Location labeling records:
%%

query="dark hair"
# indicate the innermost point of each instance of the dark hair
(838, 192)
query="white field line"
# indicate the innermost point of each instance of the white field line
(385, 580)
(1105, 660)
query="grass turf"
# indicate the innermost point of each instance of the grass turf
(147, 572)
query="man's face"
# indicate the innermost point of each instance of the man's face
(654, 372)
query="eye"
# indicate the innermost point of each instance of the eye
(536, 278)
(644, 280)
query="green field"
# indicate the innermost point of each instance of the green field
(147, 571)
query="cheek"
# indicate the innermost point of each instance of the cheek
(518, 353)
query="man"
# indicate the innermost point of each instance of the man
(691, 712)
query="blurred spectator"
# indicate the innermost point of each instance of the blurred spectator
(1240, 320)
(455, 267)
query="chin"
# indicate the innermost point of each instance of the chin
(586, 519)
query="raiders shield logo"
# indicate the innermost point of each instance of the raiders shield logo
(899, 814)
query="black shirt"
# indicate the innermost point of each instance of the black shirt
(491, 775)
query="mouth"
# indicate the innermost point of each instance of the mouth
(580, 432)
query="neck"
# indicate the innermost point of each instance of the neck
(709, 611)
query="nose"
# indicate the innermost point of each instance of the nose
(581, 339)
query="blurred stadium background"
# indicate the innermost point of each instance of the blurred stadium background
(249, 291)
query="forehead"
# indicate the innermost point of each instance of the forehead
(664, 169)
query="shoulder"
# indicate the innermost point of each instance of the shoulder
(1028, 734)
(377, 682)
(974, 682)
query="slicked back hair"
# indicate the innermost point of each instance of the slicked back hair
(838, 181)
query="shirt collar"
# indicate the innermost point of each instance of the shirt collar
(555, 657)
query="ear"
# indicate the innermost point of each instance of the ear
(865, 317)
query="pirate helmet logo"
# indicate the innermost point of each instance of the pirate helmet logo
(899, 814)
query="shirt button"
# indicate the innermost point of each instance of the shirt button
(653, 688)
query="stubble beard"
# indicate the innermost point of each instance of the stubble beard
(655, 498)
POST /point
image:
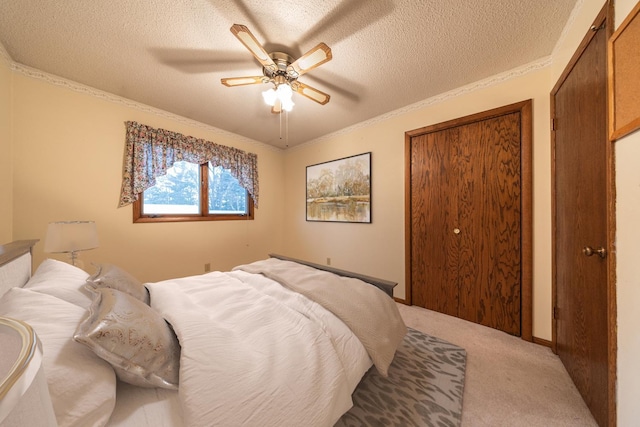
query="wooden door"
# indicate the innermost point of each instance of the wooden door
(583, 322)
(466, 218)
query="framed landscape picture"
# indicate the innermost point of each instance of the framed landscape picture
(340, 190)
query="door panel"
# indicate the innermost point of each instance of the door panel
(466, 221)
(434, 255)
(580, 221)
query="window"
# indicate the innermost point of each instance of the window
(181, 195)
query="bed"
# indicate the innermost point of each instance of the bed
(274, 342)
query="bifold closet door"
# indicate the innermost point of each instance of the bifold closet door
(466, 214)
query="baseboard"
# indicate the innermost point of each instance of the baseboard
(543, 342)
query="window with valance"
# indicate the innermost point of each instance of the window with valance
(150, 153)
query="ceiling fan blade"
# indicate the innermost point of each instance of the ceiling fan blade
(310, 60)
(243, 81)
(311, 93)
(246, 38)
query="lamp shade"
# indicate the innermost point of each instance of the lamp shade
(71, 236)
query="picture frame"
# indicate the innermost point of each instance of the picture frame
(624, 85)
(340, 190)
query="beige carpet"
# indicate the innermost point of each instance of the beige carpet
(509, 382)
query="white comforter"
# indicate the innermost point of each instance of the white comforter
(257, 354)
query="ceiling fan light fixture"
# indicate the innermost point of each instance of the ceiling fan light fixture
(282, 93)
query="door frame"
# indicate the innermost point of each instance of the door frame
(526, 201)
(606, 13)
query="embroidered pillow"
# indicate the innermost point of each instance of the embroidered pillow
(133, 338)
(82, 386)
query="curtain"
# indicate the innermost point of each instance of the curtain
(150, 152)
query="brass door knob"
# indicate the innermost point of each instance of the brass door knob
(589, 251)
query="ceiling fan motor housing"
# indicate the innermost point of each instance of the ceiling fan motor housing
(282, 61)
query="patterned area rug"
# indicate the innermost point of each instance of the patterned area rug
(424, 387)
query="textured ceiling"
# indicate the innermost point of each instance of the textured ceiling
(387, 54)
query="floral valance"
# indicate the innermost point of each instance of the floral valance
(150, 152)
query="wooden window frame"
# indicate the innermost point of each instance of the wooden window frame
(139, 217)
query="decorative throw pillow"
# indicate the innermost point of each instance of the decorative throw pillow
(82, 386)
(110, 276)
(133, 338)
(61, 280)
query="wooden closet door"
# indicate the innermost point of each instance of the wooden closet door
(434, 253)
(489, 222)
(466, 221)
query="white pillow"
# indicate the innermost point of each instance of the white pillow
(61, 280)
(82, 386)
(113, 277)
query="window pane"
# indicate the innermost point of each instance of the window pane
(178, 192)
(226, 195)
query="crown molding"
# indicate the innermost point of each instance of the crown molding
(109, 97)
(481, 84)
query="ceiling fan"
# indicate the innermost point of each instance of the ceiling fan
(282, 71)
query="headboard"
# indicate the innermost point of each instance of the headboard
(15, 264)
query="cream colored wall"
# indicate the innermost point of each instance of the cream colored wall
(378, 249)
(68, 154)
(627, 152)
(6, 168)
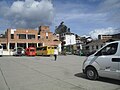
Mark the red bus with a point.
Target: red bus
(31, 51)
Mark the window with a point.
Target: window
(31, 36)
(12, 36)
(22, 36)
(44, 48)
(110, 49)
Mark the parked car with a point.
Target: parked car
(104, 63)
(31, 51)
(19, 51)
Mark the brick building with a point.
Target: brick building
(29, 37)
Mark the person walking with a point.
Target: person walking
(55, 53)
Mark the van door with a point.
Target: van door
(107, 61)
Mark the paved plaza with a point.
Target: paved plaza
(43, 73)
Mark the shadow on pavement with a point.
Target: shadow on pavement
(101, 79)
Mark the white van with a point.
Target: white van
(104, 63)
(1, 50)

%%

### REQUEST
Locate "Mark the red bus with a point." in the material, then quote the line that contains it and all lines after it through the final one.

### TASK SOLUTION
Mark the red bus with a point.
Target: red bus
(31, 51)
Mark the window with a point.
Target: window
(31, 36)
(12, 36)
(22, 36)
(44, 48)
(110, 49)
Mark the parked car with a point.
Target: parked car
(104, 63)
(31, 51)
(19, 51)
Mark the brick building with a point.
Target: brick building
(29, 37)
Mark the person walking with a point.
Target: person walking
(55, 53)
Mark the van door with a point.
Target: van door
(107, 61)
Mark the paved plaza with a point.
Target: paved plaza
(43, 73)
Mark the shadow on pavement with a point.
Target: shadow on pavement
(101, 79)
Mark the white van with a point.
Target: white van
(104, 63)
(1, 50)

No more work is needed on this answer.